TEXT PASSAGE -
------------------------

No falling through the cracks
The four attendance advocates at Northridge High use a small room connected to the main office as their home base. It’s rimmed with computer workstations that often display color-coded spreadsheets showing period-by-period absences and other metrics that help them flag kids in danger of slipping away.
Along the wall is a cardboard box of Famous Amos chocolate chip cookie packs. Students zip into the room occasionally to grab a snack from the box.
On a recent morning, Erin Eckenrode, an advocate who previously worked as a juvenile probation officer, made phone calls looking for 54 students on that day’s no-show list. She talked to some parents, left messages for others, and sometimes hit dead ends.
She did solve a few mysteries. She found that two families had moved out of the district — one, refugees from Ukraine, had relocated to California, and another had moved to a nearby district.
Like high schoolers everywhere, Northridge students struggle for many reasons. They may find their classes boring, face chaotic home lives, or hold jobs that leave them too exhausted for school. About two-thirds of the school’s 1,200 students are eligible for federally subsidized meals, a measure of poverty.
“We have students here that work at the meat factory,” Eckenrode said. “They come to school and then they go home and sleep from four to eight and then they work the overnight shift cleaning the meat plant.”
JBS, the world’s largest meat processing company, operates a plant in Greeley.
Attendance advocates say the pandemic has also eroded students’ social and self-advocacy skills. Teens are dialed into the digital world, but can be muted when it comes to real-life interactions.
Castillo, who helps monitor a class where students work online to catch up, said he’s seen students stare at a locked computer screen rather than raising their hands to ask for help.
“I just stopped going”
Last year, Angel, now a 10th grader at Northridge, missed lots of school — more than 300 class periods last time he checked.
Some of his friends had already dropped out, joining their fathers on construction jobs.
“I started ditching a lot towards the end,” he said. “Sometimes, I just feel school ain’t for me so I just stopped going.”
But Angel eventually came back, and he counts Shena Lopez, one of the school’s attendance advocates, as someone he can relate to at Northridge. Often, he’ll stop by to see her three times a day.

------------------------

DATASET EXTRACT -
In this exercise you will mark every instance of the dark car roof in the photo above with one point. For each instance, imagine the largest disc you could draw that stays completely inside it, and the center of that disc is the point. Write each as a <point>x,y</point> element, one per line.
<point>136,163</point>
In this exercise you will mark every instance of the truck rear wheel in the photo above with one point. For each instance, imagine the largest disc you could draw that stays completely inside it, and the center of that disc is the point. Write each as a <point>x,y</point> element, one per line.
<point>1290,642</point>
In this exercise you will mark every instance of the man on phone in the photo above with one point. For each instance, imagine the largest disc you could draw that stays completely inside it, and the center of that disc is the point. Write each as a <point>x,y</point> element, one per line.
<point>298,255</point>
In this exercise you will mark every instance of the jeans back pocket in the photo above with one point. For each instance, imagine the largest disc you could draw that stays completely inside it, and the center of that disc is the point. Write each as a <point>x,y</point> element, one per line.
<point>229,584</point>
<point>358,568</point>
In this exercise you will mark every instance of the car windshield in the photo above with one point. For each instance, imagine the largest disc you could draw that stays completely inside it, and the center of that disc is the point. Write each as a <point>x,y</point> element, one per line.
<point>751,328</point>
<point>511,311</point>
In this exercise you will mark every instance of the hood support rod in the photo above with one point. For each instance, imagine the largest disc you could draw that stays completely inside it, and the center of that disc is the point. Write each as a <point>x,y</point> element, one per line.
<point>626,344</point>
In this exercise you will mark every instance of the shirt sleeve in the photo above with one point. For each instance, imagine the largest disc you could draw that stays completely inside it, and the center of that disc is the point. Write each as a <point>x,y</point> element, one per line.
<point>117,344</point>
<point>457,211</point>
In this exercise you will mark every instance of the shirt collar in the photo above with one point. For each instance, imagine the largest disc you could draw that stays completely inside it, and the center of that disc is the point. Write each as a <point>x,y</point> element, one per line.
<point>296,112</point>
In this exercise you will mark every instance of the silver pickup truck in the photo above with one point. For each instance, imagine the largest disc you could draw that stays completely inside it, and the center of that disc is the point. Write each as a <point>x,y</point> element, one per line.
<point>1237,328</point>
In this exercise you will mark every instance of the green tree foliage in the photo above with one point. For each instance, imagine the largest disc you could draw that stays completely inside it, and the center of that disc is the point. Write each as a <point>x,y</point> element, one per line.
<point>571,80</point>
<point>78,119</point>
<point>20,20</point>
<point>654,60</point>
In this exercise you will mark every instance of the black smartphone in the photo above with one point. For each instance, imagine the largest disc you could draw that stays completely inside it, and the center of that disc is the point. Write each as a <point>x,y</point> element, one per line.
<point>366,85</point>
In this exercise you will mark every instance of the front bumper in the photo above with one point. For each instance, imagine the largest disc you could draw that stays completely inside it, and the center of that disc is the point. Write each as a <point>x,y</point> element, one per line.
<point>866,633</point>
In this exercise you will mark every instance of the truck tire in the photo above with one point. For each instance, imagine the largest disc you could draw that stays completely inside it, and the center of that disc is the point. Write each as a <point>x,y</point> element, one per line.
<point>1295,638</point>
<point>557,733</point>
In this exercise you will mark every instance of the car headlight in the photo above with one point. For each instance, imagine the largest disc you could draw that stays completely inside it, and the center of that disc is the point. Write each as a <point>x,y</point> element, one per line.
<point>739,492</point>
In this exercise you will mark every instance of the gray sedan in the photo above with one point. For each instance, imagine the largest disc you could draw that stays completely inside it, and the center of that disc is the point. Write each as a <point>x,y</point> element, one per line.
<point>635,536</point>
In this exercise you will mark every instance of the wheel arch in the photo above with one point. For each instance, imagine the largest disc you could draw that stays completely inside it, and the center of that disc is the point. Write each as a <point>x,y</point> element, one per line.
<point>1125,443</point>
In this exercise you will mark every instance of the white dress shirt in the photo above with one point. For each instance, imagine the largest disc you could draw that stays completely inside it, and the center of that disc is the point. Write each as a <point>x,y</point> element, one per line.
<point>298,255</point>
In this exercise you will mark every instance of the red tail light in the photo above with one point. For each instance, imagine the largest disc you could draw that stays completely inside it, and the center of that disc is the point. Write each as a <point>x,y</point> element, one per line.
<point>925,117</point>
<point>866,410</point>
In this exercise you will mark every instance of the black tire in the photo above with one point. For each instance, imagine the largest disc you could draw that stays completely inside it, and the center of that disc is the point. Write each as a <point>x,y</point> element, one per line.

------------------------

Answer these from the Northridge attendance text:
(a) How many students were on the no-show list that Erin Eckenrode called about?
(b) About what share of the school's 1,200 students are eligible for federally subsidized meals?
(c) How many times a day does Angel often stop by to see Shena Lopez?

ANSWER SECTION -
(a) 54
(b) About two-thirds
(c) Three